┌────────

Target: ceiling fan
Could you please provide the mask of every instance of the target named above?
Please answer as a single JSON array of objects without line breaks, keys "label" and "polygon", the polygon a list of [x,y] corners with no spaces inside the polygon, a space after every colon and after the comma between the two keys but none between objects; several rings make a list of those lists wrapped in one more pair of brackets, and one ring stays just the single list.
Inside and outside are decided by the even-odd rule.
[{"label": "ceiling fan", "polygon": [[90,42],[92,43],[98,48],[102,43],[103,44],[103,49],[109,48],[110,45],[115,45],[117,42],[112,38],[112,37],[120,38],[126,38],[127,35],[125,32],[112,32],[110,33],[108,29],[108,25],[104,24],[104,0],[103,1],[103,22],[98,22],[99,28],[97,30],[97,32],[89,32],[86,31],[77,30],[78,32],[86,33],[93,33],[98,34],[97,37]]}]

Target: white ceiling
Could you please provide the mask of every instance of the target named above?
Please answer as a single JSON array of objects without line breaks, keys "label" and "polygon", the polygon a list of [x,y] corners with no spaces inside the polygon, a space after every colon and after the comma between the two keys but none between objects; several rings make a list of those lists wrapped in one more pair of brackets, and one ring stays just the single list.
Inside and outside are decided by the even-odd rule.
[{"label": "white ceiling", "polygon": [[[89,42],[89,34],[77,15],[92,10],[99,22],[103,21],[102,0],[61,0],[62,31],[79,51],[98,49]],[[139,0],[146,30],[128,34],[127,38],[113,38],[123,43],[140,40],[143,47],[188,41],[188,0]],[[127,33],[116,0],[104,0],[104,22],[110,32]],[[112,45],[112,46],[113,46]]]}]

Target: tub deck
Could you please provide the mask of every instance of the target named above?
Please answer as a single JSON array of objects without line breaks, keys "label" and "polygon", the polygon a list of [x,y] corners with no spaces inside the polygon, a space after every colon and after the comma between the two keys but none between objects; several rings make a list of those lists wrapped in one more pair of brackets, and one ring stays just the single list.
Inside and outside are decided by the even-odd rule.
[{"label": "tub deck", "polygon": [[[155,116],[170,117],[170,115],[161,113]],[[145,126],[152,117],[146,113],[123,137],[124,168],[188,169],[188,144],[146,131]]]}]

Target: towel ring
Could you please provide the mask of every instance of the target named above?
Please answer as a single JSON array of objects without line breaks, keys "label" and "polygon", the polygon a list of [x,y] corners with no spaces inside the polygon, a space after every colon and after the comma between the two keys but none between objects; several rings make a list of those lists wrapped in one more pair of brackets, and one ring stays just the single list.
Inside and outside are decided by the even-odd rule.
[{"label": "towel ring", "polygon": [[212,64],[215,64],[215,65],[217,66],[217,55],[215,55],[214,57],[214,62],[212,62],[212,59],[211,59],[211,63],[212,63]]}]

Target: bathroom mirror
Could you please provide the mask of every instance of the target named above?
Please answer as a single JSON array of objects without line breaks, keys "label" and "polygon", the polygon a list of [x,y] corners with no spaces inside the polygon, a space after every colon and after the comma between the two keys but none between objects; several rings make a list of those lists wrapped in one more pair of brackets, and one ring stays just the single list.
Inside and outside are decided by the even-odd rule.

└────────

■ INSTRUCTION ■
Put the lines from the one containing "Target: towel ring" through the final line into a JSON list of strings, with one string per line and blank lines omitted.

■ RESPONSE TO THIS EXERCISE ■
[
  "Target: towel ring",
  "Could you please provide the mask of every instance of the target named above?",
  "Please answer as a single JSON array of objects without line breaks, keys \"label\" and \"polygon\", the polygon a list of [x,y] corners with no spaces inside the polygon, a space after every colon and after the comma between the two keys but none between objects; several rings make a list of those lists wrapped in one more pair of brackets, and one ring stays just the single list.",
  "Inside and outside are decided by the even-odd rule.",
  "[{\"label\": \"towel ring\", \"polygon\": [[212,64],[215,64],[215,65],[217,66],[217,55],[215,55],[214,57],[214,62],[212,62],[212,59],[211,59],[211,63],[212,63]]}]",
  "Target: bathroom mirror",
  "Could you please provide the mask of every instance of the target named above?",
  "Please answer as a single JSON array of objects without line breaks, keys \"label\" and \"polygon\", the polygon a list of [x,y] corners with no spaces inside the polygon, a space after every colon and after the comma between the two keys but none between objects; several rings make a list of those lists wrapped in one more pair of brackets, and one ring stays just the single list.",
  "Inside and outside are decided by the even-odd rule."
]